Write out every one of the rows below exactly as they appear, leaving out the pictures.

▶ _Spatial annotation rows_
===

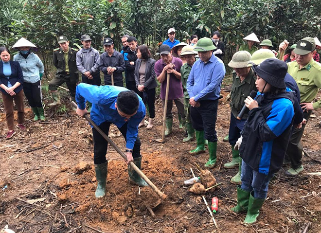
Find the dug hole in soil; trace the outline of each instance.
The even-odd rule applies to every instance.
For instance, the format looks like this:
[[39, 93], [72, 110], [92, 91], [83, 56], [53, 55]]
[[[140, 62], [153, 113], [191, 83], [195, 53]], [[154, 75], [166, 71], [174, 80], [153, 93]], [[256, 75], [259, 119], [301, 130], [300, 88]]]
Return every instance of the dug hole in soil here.
[[[257, 222], [247, 226], [242, 223], [245, 214], [230, 211], [237, 197], [236, 186], [230, 179], [238, 168], [226, 169], [223, 166], [231, 161], [232, 155], [230, 144], [222, 141], [228, 133], [231, 112], [225, 101], [228, 93], [222, 94], [216, 123], [217, 161], [211, 172], [217, 182], [223, 183], [204, 195], [210, 205], [213, 197], [219, 199], [214, 217], [219, 232], [299, 233], [308, 222], [306, 232], [321, 232], [321, 177], [309, 174], [321, 170], [321, 110], [314, 111], [303, 137], [309, 156], [303, 157], [304, 172], [288, 178], [284, 175], [288, 165], [284, 166], [270, 183], [268, 199]], [[27, 130], [17, 130], [9, 140], [4, 139], [7, 128], [3, 106], [0, 106], [0, 229], [8, 225], [16, 233], [219, 232], [201, 195], [191, 193], [191, 186], [183, 185], [184, 180], [193, 177], [191, 167], [199, 175], [194, 162], [204, 169], [208, 155], [189, 154], [196, 142], [182, 143], [185, 134], [178, 129], [175, 108], [173, 132], [164, 143], [155, 141], [161, 136], [162, 125], [159, 99], [156, 125], [150, 130], [139, 129], [142, 171], [167, 196], [153, 209], [153, 217], [147, 207], [157, 196], [149, 187], [140, 189], [128, 182], [127, 165], [110, 146], [107, 154], [106, 195], [100, 199], [95, 198], [97, 182], [91, 130], [85, 119], [71, 110], [67, 99], [63, 102], [71, 109], [63, 112], [58, 107], [46, 107], [47, 120], [36, 123], [26, 104]], [[16, 115], [15, 118], [16, 123]], [[125, 149], [125, 140], [114, 126], [109, 136]]]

===

▶ _RESULT_
Find the dug hole in soil; trace the outline of each instance.
The even-odd rule applies to every instance.
For instance, the format looks like this:
[[39, 93], [72, 110], [92, 91], [83, 56], [53, 55]]
[[[140, 62], [153, 113], [191, 83], [195, 53]], [[154, 75], [166, 71], [174, 80], [153, 93]], [[256, 75], [259, 119], [301, 130], [300, 88]]]
Return every instance of the dug hole in soil here.
[[[257, 222], [247, 226], [242, 223], [245, 214], [230, 211], [237, 197], [236, 186], [230, 179], [238, 168], [226, 169], [223, 166], [231, 161], [232, 155], [230, 144], [222, 141], [228, 133], [231, 112], [225, 101], [228, 93], [222, 94], [216, 123], [217, 161], [211, 172], [217, 182], [223, 183], [204, 195], [210, 205], [213, 197], [219, 199], [214, 217], [219, 232], [299, 233], [308, 222], [306, 232], [321, 232], [321, 177], [309, 174], [321, 170], [321, 110], [314, 111], [303, 137], [309, 156], [303, 157], [304, 172], [288, 178], [284, 175], [288, 165], [284, 166], [270, 183], [268, 199]], [[27, 130], [17, 130], [9, 140], [4, 139], [7, 128], [3, 106], [0, 106], [0, 229], [8, 225], [16, 233], [219, 232], [201, 195], [191, 193], [191, 186], [183, 185], [184, 180], [193, 177], [191, 167], [199, 175], [194, 162], [204, 169], [208, 155], [189, 154], [196, 142], [182, 143], [185, 134], [178, 129], [175, 108], [173, 132], [164, 143], [155, 141], [161, 136], [162, 125], [159, 99], [156, 125], [150, 130], [139, 129], [142, 171], [167, 196], [153, 209], [153, 217], [147, 207], [157, 196], [149, 187], [140, 189], [128, 182], [127, 165], [110, 146], [107, 154], [106, 195], [100, 199], [95, 198], [97, 182], [91, 130], [85, 119], [71, 110], [67, 99], [63, 102], [71, 109], [63, 112], [58, 107], [46, 107], [47, 120], [36, 123], [26, 104]], [[16, 115], [15, 118], [16, 123]], [[125, 149], [125, 140], [114, 126], [109, 136]]]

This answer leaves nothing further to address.